## Excerpted records
------------------------

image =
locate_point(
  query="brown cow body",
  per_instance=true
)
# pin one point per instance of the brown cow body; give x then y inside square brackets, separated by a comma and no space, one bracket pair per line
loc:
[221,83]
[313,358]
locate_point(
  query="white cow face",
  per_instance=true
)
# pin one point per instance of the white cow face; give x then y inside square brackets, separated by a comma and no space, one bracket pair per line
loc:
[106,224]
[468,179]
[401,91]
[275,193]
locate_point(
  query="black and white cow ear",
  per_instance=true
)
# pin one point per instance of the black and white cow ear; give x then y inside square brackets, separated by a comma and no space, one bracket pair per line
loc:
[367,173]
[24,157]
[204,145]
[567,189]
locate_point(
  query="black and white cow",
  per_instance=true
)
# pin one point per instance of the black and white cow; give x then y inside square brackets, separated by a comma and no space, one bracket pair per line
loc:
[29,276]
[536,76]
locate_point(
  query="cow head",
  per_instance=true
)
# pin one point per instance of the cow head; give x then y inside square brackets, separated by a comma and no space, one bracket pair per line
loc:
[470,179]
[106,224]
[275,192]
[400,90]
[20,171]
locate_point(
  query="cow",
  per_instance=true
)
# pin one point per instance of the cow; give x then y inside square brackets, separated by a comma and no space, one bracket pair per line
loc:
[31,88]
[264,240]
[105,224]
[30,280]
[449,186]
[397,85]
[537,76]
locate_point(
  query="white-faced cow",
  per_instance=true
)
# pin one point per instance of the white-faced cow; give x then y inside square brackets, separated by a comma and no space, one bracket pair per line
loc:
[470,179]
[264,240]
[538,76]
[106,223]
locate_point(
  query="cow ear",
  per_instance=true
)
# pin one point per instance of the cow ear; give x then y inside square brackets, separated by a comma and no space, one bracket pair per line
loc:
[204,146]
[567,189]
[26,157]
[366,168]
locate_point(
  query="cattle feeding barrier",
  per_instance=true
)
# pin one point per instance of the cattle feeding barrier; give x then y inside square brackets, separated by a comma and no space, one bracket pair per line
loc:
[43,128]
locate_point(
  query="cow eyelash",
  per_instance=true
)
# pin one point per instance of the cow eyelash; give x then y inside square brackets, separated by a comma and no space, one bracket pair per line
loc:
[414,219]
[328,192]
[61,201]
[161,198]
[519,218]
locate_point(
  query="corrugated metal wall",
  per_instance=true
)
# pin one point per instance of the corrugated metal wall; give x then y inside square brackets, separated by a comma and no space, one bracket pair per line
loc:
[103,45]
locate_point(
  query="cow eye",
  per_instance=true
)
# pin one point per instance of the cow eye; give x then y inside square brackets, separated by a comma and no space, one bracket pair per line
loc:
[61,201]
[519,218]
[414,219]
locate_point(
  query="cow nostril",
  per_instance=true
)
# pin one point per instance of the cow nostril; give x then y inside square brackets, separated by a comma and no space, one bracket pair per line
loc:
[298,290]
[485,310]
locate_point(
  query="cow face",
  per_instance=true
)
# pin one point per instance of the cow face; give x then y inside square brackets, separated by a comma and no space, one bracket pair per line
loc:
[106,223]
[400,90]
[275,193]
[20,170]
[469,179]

------------------------

## Prompt
Read through the records above and copy the lines that contain "barrier".

## Output for this exercise
  query="cattle feeding barrier",
# pin one point per instance of the cattle feeding barrier; give x then y inside square brackets, separated by a comma and no space, one bracket pair per line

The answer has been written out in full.